A weekly roundup of pay and benefits news.

A House panel on Wednesday advanced spending legislation that protects federal workers from the Trump administration’s perennial efforts to cut federal benefits but did not improve on a 1% across the board pay raise proposed by President Trump for 2021, rankling labor leaders.

The Financial Services and General Government subcommittee on the House Appropriations Committee elected by voice vote to recommend its portion of the fiscal 2021 spending package to the full committee for consideration without amendments.

The bill blocks a number of controversial White House initiatives, including the proposed merger of the Office of Personnel Management and General Services Administration and prevents federal agencies from enforcing any union contracts that have not been “mutually and voluntarily agreed to” by all parties, retroactive to April 30, 2019, a provision that would effectively nullify all new collective bargaining agreements implemented over the last 14 months.

Appropriators also declined for a fourth consecutive year to institute a cavalcade of cuts to federal employees’ retirement benefits proposed in the White House’s 2021 budget request. Those proposals included requiring employees enrolled in the Federal Employees Retirement System to contribute an additional 1% per year to their retirement accounts until both employees and the government contribute 50% and eliminating cost of living adjustments for future FERS retirees and reducing COLAs for retirees in the Civil Service Retirement System by 0.5%.

The Trump budget also called for the elimination of the FERS special retirement supplement, designed for employees who are forced to retire before they hit the Social Security eligibility age of 62, and it suggested basing retirees’ annuities on their highest five years of salary, rather than the current “High-3” model. The administration also proposed basing the rate of return on the Thrift Savings Plan’s G Fund, which is made up of government securities, on the yield of one of the short-term Treasury bills, a move that experts and officials at the TSP say would make the fund useless for investors.

But unlike previous years, when House Democrats proposed as much as 3.1% in increased pay for federal workers on average, lawmakers did not offer an alternative to the president’s compensation plan this year. If left unamended, federal employees would receive a 1% across the board increase in basic pay and no adjustment to locality pay in 2021.
++++++++++++++++++++
--- DIRECTIONS ---
a) In the report on the House spending bill, what would federal employees receive in 2021 if the legislation is left unamended?
b) Go on with the report on the House spending bill, starting after its last sentence.
The records after this point are separate material, unrelated to the report on the House spending bill.
++++++++++++++++++++
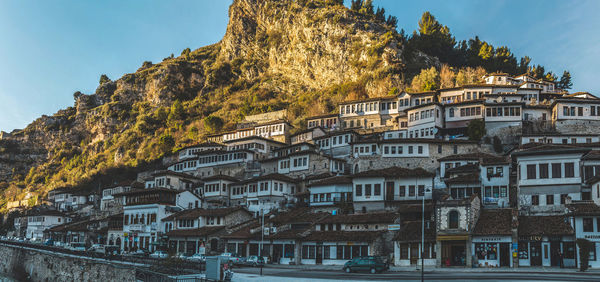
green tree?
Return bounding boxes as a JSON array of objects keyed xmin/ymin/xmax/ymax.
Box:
[
  {"xmin": 100, "ymin": 74, "xmax": 111, "ymax": 85},
  {"xmin": 350, "ymin": 0, "xmax": 363, "ymax": 12},
  {"xmin": 467, "ymin": 119, "xmax": 486, "ymax": 141},
  {"xmin": 385, "ymin": 15, "xmax": 396, "ymax": 28},
  {"xmin": 181, "ymin": 48, "xmax": 192, "ymax": 57},
  {"xmin": 575, "ymin": 238, "xmax": 595, "ymax": 271},
  {"xmin": 203, "ymin": 115, "xmax": 225, "ymax": 133},
  {"xmin": 557, "ymin": 71, "xmax": 573, "ymax": 90},
  {"xmin": 158, "ymin": 133, "xmax": 175, "ymax": 152},
  {"xmin": 493, "ymin": 136, "xmax": 504, "ymax": 153},
  {"xmin": 544, "ymin": 72, "xmax": 558, "ymax": 82},
  {"xmin": 168, "ymin": 100, "xmax": 185, "ymax": 121},
  {"xmin": 410, "ymin": 67, "xmax": 440, "ymax": 91},
  {"xmin": 375, "ymin": 7, "xmax": 385, "ymax": 22},
  {"xmin": 358, "ymin": 0, "xmax": 374, "ymax": 16}
]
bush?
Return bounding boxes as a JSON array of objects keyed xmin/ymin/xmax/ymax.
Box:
[
  {"xmin": 203, "ymin": 115, "xmax": 225, "ymax": 133},
  {"xmin": 467, "ymin": 119, "xmax": 485, "ymax": 141},
  {"xmin": 575, "ymin": 239, "xmax": 594, "ymax": 271},
  {"xmin": 494, "ymin": 136, "xmax": 504, "ymax": 153}
]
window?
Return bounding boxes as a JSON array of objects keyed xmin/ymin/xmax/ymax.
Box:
[
  {"xmin": 398, "ymin": 185, "xmax": 406, "ymax": 197},
  {"xmin": 408, "ymin": 185, "xmax": 415, "ymax": 197},
  {"xmin": 400, "ymin": 243, "xmax": 408, "ymax": 259},
  {"xmin": 560, "ymin": 194, "xmax": 569, "ymax": 205},
  {"xmin": 448, "ymin": 211, "xmax": 458, "ymax": 229},
  {"xmin": 552, "ymin": 163, "xmax": 562, "ymax": 178},
  {"xmin": 546, "ymin": 194, "xmax": 554, "ymax": 206},
  {"xmin": 527, "ymin": 164, "xmax": 535, "ymax": 179},
  {"xmin": 583, "ymin": 218, "xmax": 594, "ymax": 232},
  {"xmin": 540, "ymin": 164, "xmax": 548, "ymax": 178},
  {"xmin": 531, "ymin": 195, "xmax": 540, "ymax": 206},
  {"xmin": 565, "ymin": 163, "xmax": 575, "ymax": 177},
  {"xmin": 373, "ymin": 184, "xmax": 381, "ymax": 196}
]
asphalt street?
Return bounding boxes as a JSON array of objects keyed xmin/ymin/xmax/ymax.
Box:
[{"xmin": 234, "ymin": 268, "xmax": 600, "ymax": 281}]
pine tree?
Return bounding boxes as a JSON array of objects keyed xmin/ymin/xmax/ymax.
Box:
[
  {"xmin": 375, "ymin": 7, "xmax": 385, "ymax": 22},
  {"xmin": 350, "ymin": 0, "xmax": 363, "ymax": 12},
  {"xmin": 557, "ymin": 71, "xmax": 573, "ymax": 90},
  {"xmin": 358, "ymin": 0, "xmax": 374, "ymax": 16},
  {"xmin": 386, "ymin": 15, "xmax": 398, "ymax": 28}
]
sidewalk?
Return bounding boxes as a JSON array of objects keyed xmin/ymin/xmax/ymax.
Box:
[{"xmin": 265, "ymin": 264, "xmax": 600, "ymax": 275}]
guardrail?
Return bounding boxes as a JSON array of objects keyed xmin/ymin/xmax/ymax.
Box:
[{"xmin": 0, "ymin": 240, "xmax": 206, "ymax": 275}]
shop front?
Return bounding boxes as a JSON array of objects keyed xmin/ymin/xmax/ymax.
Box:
[
  {"xmin": 437, "ymin": 235, "xmax": 470, "ymax": 267},
  {"xmin": 518, "ymin": 216, "xmax": 576, "ymax": 267},
  {"xmin": 472, "ymin": 236, "xmax": 512, "ymax": 267}
]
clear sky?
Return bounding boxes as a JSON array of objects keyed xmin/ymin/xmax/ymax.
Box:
[{"xmin": 0, "ymin": 0, "xmax": 600, "ymax": 131}]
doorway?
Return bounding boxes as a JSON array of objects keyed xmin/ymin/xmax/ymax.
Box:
[
  {"xmin": 550, "ymin": 241, "xmax": 560, "ymax": 266},
  {"xmin": 500, "ymin": 243, "xmax": 510, "ymax": 267},
  {"xmin": 385, "ymin": 181, "xmax": 394, "ymax": 201},
  {"xmin": 442, "ymin": 241, "xmax": 467, "ymax": 266},
  {"xmin": 529, "ymin": 242, "xmax": 542, "ymax": 266},
  {"xmin": 315, "ymin": 244, "xmax": 323, "ymax": 264}
]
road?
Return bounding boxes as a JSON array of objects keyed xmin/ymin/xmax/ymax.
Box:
[{"xmin": 234, "ymin": 268, "xmax": 600, "ymax": 282}]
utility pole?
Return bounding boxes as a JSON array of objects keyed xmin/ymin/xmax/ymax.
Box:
[{"xmin": 258, "ymin": 207, "xmax": 265, "ymax": 276}]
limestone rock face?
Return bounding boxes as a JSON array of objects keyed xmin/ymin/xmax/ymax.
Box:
[{"xmin": 0, "ymin": 0, "xmax": 437, "ymax": 190}]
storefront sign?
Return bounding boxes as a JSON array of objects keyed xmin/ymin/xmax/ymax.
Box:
[
  {"xmin": 583, "ymin": 235, "xmax": 600, "ymax": 240},
  {"xmin": 437, "ymin": 235, "xmax": 469, "ymax": 241},
  {"xmin": 519, "ymin": 235, "xmax": 542, "ymax": 241},
  {"xmin": 473, "ymin": 236, "xmax": 512, "ymax": 243}
]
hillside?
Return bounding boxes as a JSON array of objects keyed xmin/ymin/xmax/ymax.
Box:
[{"xmin": 0, "ymin": 0, "xmax": 552, "ymax": 207}]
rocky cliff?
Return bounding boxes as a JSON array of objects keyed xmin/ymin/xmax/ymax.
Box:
[{"xmin": 0, "ymin": 0, "xmax": 437, "ymax": 204}]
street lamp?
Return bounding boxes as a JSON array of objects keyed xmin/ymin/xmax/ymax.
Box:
[{"xmin": 421, "ymin": 181, "xmax": 431, "ymax": 281}]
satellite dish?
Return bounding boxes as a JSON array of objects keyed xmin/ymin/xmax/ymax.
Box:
[{"xmin": 498, "ymin": 199, "xmax": 508, "ymax": 208}]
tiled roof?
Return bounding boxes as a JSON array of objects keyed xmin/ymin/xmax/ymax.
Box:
[
  {"xmin": 473, "ymin": 209, "xmax": 512, "ymax": 235},
  {"xmin": 512, "ymin": 144, "xmax": 590, "ymax": 156},
  {"xmin": 352, "ymin": 166, "xmax": 434, "ymax": 178},
  {"xmin": 438, "ymin": 153, "xmax": 509, "ymax": 165},
  {"xmin": 394, "ymin": 221, "xmax": 436, "ymax": 242},
  {"xmin": 519, "ymin": 215, "xmax": 574, "ymax": 236},
  {"xmin": 446, "ymin": 163, "xmax": 479, "ymax": 173},
  {"xmin": 265, "ymin": 207, "xmax": 329, "ymax": 225},
  {"xmin": 166, "ymin": 226, "xmax": 225, "ymax": 237},
  {"xmin": 202, "ymin": 174, "xmax": 239, "ymax": 182},
  {"xmin": 581, "ymin": 150, "xmax": 600, "ymax": 160},
  {"xmin": 303, "ymin": 231, "xmax": 384, "ymax": 242},
  {"xmin": 162, "ymin": 207, "xmax": 246, "ymax": 221},
  {"xmin": 444, "ymin": 173, "xmax": 479, "ymax": 184},
  {"xmin": 308, "ymin": 175, "xmax": 352, "ymax": 187},
  {"xmin": 319, "ymin": 212, "xmax": 399, "ymax": 224},
  {"xmin": 152, "ymin": 170, "xmax": 200, "ymax": 180},
  {"xmin": 567, "ymin": 201, "xmax": 600, "ymax": 215}
]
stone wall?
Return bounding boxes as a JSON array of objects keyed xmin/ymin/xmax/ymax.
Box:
[
  {"xmin": 0, "ymin": 245, "xmax": 135, "ymax": 282},
  {"xmin": 554, "ymin": 120, "xmax": 600, "ymax": 134}
]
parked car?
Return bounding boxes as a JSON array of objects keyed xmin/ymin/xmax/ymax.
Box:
[
  {"xmin": 188, "ymin": 253, "xmax": 206, "ymax": 262},
  {"xmin": 244, "ymin": 256, "xmax": 265, "ymax": 267},
  {"xmin": 221, "ymin": 253, "xmax": 244, "ymax": 264},
  {"xmin": 124, "ymin": 249, "xmax": 148, "ymax": 257},
  {"xmin": 66, "ymin": 242, "xmax": 85, "ymax": 252},
  {"xmin": 150, "ymin": 251, "xmax": 169, "ymax": 258},
  {"xmin": 175, "ymin": 253, "xmax": 189, "ymax": 259},
  {"xmin": 344, "ymin": 257, "xmax": 387, "ymax": 274}
]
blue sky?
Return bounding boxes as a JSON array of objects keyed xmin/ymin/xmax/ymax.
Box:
[{"xmin": 0, "ymin": 0, "xmax": 600, "ymax": 131}]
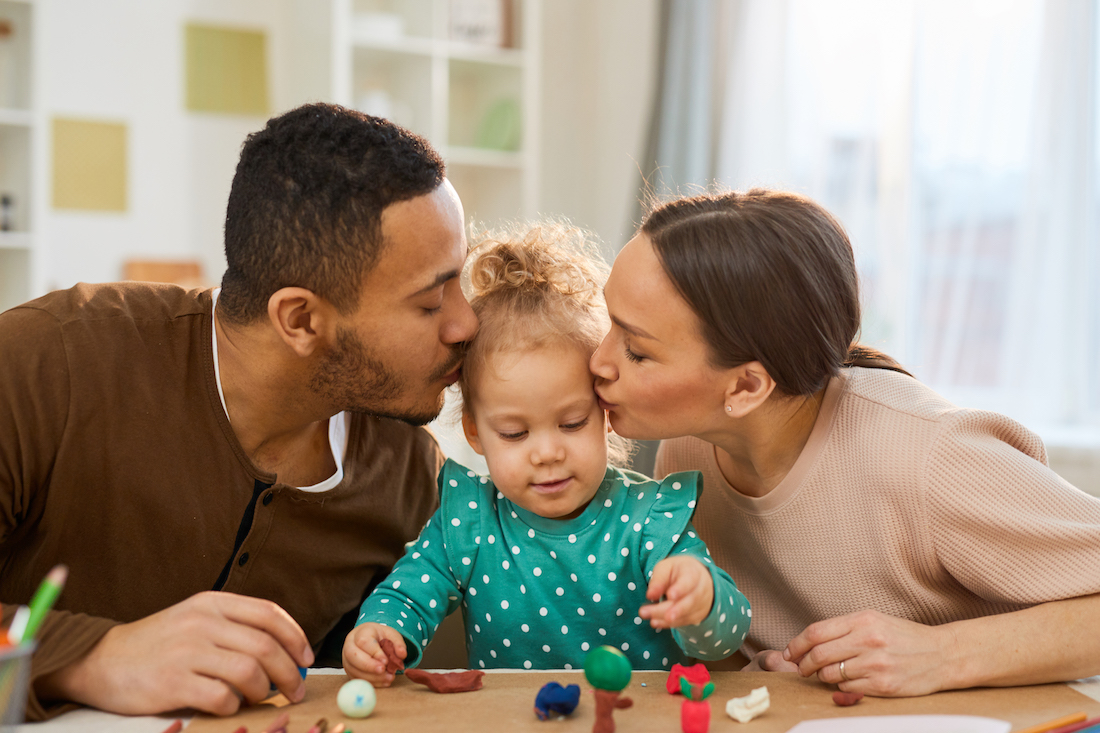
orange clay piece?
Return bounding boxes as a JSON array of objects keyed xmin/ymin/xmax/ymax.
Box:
[
  {"xmin": 405, "ymin": 669, "xmax": 485, "ymax": 692},
  {"xmin": 833, "ymin": 691, "xmax": 864, "ymax": 708}
]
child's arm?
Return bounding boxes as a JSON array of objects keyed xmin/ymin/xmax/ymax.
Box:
[
  {"xmin": 638, "ymin": 525, "xmax": 752, "ymax": 659},
  {"xmin": 344, "ymin": 512, "xmax": 463, "ymax": 674}
]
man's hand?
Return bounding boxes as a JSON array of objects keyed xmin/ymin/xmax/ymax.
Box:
[
  {"xmin": 783, "ymin": 611, "xmax": 955, "ymax": 697},
  {"xmin": 343, "ymin": 623, "xmax": 408, "ymax": 687},
  {"xmin": 35, "ymin": 591, "xmax": 314, "ymax": 715},
  {"xmin": 638, "ymin": 555, "xmax": 714, "ymax": 628}
]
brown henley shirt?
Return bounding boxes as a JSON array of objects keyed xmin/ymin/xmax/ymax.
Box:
[{"xmin": 0, "ymin": 283, "xmax": 442, "ymax": 720}]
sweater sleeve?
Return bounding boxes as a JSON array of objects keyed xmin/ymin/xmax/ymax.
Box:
[
  {"xmin": 355, "ymin": 511, "xmax": 462, "ymax": 667},
  {"xmin": 0, "ymin": 307, "xmax": 123, "ymax": 721},
  {"xmin": 924, "ymin": 411, "xmax": 1100, "ymax": 604},
  {"xmin": 642, "ymin": 471, "xmax": 752, "ymax": 659}
]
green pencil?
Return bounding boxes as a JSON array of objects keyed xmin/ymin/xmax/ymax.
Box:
[{"xmin": 20, "ymin": 565, "xmax": 68, "ymax": 642}]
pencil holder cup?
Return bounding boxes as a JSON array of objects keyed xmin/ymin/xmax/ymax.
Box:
[{"xmin": 0, "ymin": 644, "xmax": 34, "ymax": 731}]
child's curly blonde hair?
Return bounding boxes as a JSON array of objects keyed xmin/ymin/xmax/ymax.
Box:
[{"xmin": 459, "ymin": 220, "xmax": 630, "ymax": 466}]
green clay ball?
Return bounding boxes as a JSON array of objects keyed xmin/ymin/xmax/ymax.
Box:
[
  {"xmin": 337, "ymin": 679, "xmax": 376, "ymax": 718},
  {"xmin": 584, "ymin": 646, "xmax": 630, "ymax": 692}
]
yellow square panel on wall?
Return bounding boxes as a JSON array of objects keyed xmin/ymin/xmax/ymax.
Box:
[
  {"xmin": 53, "ymin": 118, "xmax": 127, "ymax": 211},
  {"xmin": 186, "ymin": 24, "xmax": 268, "ymax": 116}
]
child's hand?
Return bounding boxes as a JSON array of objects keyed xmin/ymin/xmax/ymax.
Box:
[
  {"xmin": 638, "ymin": 555, "xmax": 714, "ymax": 628},
  {"xmin": 343, "ymin": 623, "xmax": 408, "ymax": 687}
]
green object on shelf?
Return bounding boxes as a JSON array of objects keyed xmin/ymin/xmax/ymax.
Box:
[
  {"xmin": 475, "ymin": 97, "xmax": 521, "ymax": 150},
  {"xmin": 584, "ymin": 646, "xmax": 630, "ymax": 692}
]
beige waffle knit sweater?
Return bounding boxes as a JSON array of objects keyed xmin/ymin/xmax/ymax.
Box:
[{"xmin": 656, "ymin": 368, "xmax": 1100, "ymax": 656}]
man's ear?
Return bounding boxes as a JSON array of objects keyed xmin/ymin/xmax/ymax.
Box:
[
  {"xmin": 724, "ymin": 361, "xmax": 776, "ymax": 417},
  {"xmin": 267, "ymin": 287, "xmax": 336, "ymax": 357},
  {"xmin": 462, "ymin": 409, "xmax": 485, "ymax": 456}
]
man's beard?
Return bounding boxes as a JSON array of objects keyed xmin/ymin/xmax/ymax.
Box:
[{"xmin": 309, "ymin": 328, "xmax": 462, "ymax": 425}]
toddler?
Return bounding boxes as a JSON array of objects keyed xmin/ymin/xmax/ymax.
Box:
[{"xmin": 343, "ymin": 223, "xmax": 751, "ymax": 687}]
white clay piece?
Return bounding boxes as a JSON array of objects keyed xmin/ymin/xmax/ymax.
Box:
[{"xmin": 726, "ymin": 687, "xmax": 771, "ymax": 723}]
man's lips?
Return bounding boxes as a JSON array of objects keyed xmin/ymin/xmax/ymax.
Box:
[{"xmin": 531, "ymin": 477, "xmax": 573, "ymax": 494}]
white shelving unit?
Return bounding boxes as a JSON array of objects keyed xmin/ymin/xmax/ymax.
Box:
[
  {"xmin": 0, "ymin": 0, "xmax": 44, "ymax": 310},
  {"xmin": 332, "ymin": 0, "xmax": 541, "ymax": 226}
]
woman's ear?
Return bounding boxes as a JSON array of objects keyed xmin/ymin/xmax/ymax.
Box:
[
  {"xmin": 267, "ymin": 287, "xmax": 336, "ymax": 357},
  {"xmin": 725, "ymin": 361, "xmax": 776, "ymax": 417},
  {"xmin": 462, "ymin": 409, "xmax": 485, "ymax": 456}
]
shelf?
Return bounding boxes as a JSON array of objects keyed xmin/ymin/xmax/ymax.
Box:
[
  {"xmin": 351, "ymin": 35, "xmax": 437, "ymax": 56},
  {"xmin": 443, "ymin": 41, "xmax": 524, "ymax": 68},
  {"xmin": 0, "ymin": 107, "xmax": 34, "ymax": 128},
  {"xmin": 443, "ymin": 145, "xmax": 525, "ymax": 169},
  {"xmin": 0, "ymin": 231, "xmax": 34, "ymax": 250}
]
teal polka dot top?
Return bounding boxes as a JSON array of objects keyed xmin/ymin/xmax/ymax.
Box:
[{"xmin": 358, "ymin": 460, "xmax": 751, "ymax": 669}]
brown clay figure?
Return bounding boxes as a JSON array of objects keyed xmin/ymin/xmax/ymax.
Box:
[
  {"xmin": 592, "ymin": 690, "xmax": 634, "ymax": 733},
  {"xmin": 833, "ymin": 691, "xmax": 864, "ymax": 708},
  {"xmin": 405, "ymin": 669, "xmax": 485, "ymax": 692}
]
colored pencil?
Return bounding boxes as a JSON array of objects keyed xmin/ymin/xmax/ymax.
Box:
[
  {"xmin": 1016, "ymin": 712, "xmax": 1089, "ymax": 733},
  {"xmin": 8, "ymin": 605, "xmax": 31, "ymax": 644},
  {"xmin": 264, "ymin": 713, "xmax": 290, "ymax": 733},
  {"xmin": 20, "ymin": 565, "xmax": 68, "ymax": 642},
  {"xmin": 1051, "ymin": 718, "xmax": 1100, "ymax": 733}
]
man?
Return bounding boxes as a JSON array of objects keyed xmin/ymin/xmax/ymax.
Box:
[{"xmin": 0, "ymin": 105, "xmax": 476, "ymax": 720}]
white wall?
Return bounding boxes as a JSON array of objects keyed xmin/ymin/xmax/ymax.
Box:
[
  {"xmin": 37, "ymin": 0, "xmax": 329, "ymax": 288},
  {"xmin": 540, "ymin": 0, "xmax": 659, "ymax": 256},
  {"xmin": 37, "ymin": 0, "xmax": 657, "ymax": 289}
]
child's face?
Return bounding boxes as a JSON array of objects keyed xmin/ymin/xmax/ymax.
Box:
[{"xmin": 462, "ymin": 343, "xmax": 607, "ymax": 518}]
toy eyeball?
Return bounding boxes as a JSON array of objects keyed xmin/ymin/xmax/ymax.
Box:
[{"xmin": 337, "ymin": 679, "xmax": 377, "ymax": 718}]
++++++++++++++++++++
--- RESPONSES ---
a) A 1% across-the-board increase in basic pay and no adjustment to locality pay.

b)
Officials at unions and other federal employee groups condemned lawmakers’ inaction on pay during the appropriations process, although they said they appreciated other elements of the bill.

“NTEU is disappointed that the House Financial Services and General Government appropriations bill is silent on a pay increase for federal employees in 2021,” said Tony Reardon, national president of the National Treasury Employees Union. “We believe a fair pay increase is warranted for this frontline workforce that has helped keep this country running during the global health crisis . . . We applaud the language included in the draft legislation that protects employees’ collective bargaining rights.”

Ken Thomas, national president of the National Active and Retired Federal Employees Association, said federal workers deserve fiscal stimulus for their efforts to guide the country through the coronavirus pandemic.

“Over the past few months, Congress approved spending trillions of federal dollars in response to the COVID-19 pandemic—to fund the federal and community response to the outbreak, and to provide financial relief to businesses and individuals,” he said. “And the House continues to vote in favor of additional relief, health care spending, infrastructure investments and soon, annual appropriations. But when it comes time to provide a modest pay adjustment to the federal workers it relies on to carry out that federal policy and spending, House appropriators find themselves empty-handed and poverty-stricken.”